◆ Input material ◆
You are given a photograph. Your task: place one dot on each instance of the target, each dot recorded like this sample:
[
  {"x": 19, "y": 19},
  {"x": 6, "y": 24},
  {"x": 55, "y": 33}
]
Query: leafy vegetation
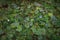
[{"x": 29, "y": 19}]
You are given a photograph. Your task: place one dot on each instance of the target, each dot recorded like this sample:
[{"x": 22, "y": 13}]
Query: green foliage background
[{"x": 29, "y": 19}]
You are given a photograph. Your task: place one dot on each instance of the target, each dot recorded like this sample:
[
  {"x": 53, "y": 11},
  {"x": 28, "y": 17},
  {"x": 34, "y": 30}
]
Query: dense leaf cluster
[{"x": 29, "y": 20}]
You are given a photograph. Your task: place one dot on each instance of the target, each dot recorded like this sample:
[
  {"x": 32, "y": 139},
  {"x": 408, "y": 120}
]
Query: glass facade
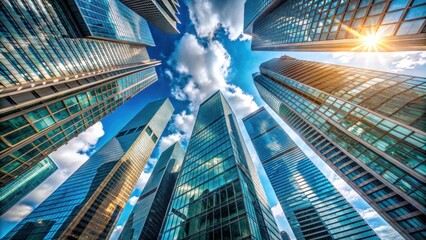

◆ Problem description ◆
An answer that restates all the entries exactly and drops the images is what is needed.

◆ Output for this task ◆
You are given a photograph. Your task: place one dot on each instance of the target, each dot recorded like this sample:
[
  {"x": 19, "y": 19},
  {"x": 6, "y": 24},
  {"x": 55, "y": 33}
]
Query: leafy vegetation
[{"x": 29, "y": 19}]
You are given a photograph. Your task: place one dot on each instance of the target, each dot recorded like this sample:
[{"x": 22, "y": 13}]
Query: green foliage background
[{"x": 29, "y": 19}]
You are given a photograph. Your task: place one dot on each instance of the target, each dot recorded like this sample:
[
  {"x": 53, "y": 11},
  {"x": 28, "y": 17},
  {"x": 34, "y": 30}
]
Query: dense leaf cluster
[{"x": 29, "y": 20}]
You are given a photograph. Your task: place one dot on each instance of the target, each dot recorded like this sample:
[
  {"x": 32, "y": 139},
  {"x": 408, "y": 120}
]
Query: glass facade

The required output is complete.